She made this statement in a press conference at the Ministry of Information and Communication Conference Hall at Youyi building in Freetown. She said the country was generating only pittance from its fishes.
“The fisheries sector currently generates low revenue due to over exploitation and depletion caused by illegal fishing. Poor infrastructure for industrial fishing, lack of a centralized harbor and high wave of poaching are seriously destroying the country’s fisheries resources” she said. Adopting responsible fishing practices would add to the sustainable development of fisheries and contribute to poverty reduction in the country she noted.
The Minister pointed out that Sierra Leone’s mangrove lands have been badly depleted and that according to her this “affects the production of shrimps and other mangrove resources.”
The Minister said it was her ministry’s responsibility to establish what she described as the biological and economic status of the fishes and to increase the contribution of fish resources to the national economy.
She said the country had paid too much attention to the 1994 Fisheries Act with less attention on modern initiatives that would bolster the fishing industry in the country.
Mohamed Sesay is the Acting Director of Fisheries and Marine Resources. He said the country was losing more fishing resources because of what he referred to as “off-shore fishing.”
He said it was important that fishermen gave small fishes the chance to grow.
He said the exploitation of small fishes has resulted in the reduction of fish supply in the country’s markets.

—————

## WHAT THE TASK ASKS
Turn the paragraph in the fisheries passage that begins "The fisheries sector currently generates low revenue" into a short bulleted list that keeps its main facts.

—————

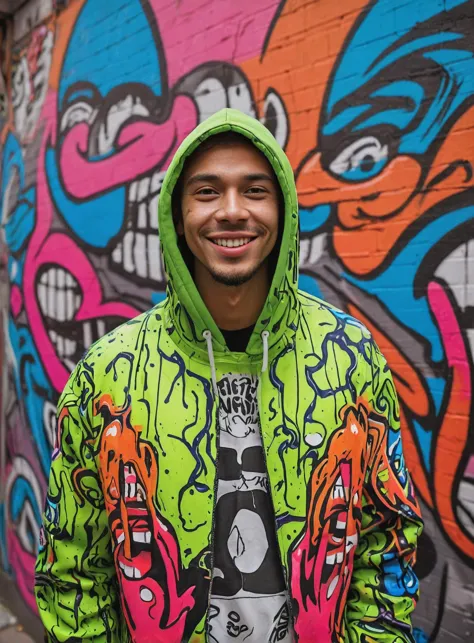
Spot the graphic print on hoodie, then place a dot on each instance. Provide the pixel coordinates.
(248, 601)
(127, 549)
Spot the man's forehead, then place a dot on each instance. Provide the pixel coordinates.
(246, 158)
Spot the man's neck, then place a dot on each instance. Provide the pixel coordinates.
(233, 307)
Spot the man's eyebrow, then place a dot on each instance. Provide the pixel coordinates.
(203, 178)
(259, 176)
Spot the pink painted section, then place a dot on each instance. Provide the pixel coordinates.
(61, 250)
(142, 146)
(453, 341)
(227, 31)
(16, 301)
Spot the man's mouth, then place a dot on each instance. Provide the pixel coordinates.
(232, 243)
(60, 297)
(138, 254)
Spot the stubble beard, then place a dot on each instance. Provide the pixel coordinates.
(236, 279)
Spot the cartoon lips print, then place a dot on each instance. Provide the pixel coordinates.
(145, 549)
(321, 562)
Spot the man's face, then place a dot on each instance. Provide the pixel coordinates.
(229, 212)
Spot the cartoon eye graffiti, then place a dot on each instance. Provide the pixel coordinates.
(78, 112)
(360, 160)
(275, 117)
(217, 86)
(28, 528)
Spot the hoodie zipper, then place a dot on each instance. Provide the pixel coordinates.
(213, 522)
(283, 568)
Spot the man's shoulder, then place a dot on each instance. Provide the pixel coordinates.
(125, 337)
(322, 312)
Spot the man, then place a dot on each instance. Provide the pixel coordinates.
(229, 464)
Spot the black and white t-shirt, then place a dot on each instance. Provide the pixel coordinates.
(248, 601)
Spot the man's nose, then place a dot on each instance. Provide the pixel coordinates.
(233, 207)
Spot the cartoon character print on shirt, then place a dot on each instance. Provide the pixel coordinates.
(146, 553)
(248, 593)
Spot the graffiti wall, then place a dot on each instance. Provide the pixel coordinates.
(374, 105)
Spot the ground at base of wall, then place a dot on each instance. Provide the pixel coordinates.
(17, 623)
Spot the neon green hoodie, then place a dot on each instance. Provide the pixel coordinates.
(138, 443)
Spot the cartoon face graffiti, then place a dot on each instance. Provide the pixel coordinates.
(145, 550)
(391, 169)
(325, 551)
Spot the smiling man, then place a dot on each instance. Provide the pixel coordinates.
(229, 464)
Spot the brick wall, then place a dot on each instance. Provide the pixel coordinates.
(374, 104)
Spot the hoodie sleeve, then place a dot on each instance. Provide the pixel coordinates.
(75, 576)
(384, 587)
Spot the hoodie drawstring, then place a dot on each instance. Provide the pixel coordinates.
(265, 335)
(208, 337)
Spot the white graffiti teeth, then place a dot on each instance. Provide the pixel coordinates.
(130, 571)
(457, 271)
(59, 295)
(138, 254)
(59, 298)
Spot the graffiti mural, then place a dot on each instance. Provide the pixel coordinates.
(373, 101)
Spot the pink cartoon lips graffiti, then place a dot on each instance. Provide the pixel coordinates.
(146, 552)
(124, 148)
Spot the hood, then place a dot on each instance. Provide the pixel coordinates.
(186, 313)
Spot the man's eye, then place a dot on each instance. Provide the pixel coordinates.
(206, 192)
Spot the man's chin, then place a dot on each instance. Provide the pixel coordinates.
(233, 277)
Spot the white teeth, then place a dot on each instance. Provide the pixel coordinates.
(338, 491)
(87, 334)
(232, 243)
(140, 254)
(128, 243)
(332, 586)
(132, 193)
(58, 295)
(101, 327)
(130, 572)
(143, 188)
(117, 253)
(351, 541)
(142, 217)
(117, 115)
(141, 536)
(153, 212)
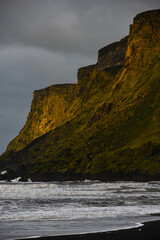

—————

## TASK ANSWER
- The fisheries sector earns little because illegal fishing has caused over-exploitation and depletion.
- Poor infrastructure for industrial fishing, the lack of a central harbor and widespread poaching are badly damaging the country's fish resources.
- Responsible fishing practices would support sustainable development of fisheries and help reduce poverty in the country.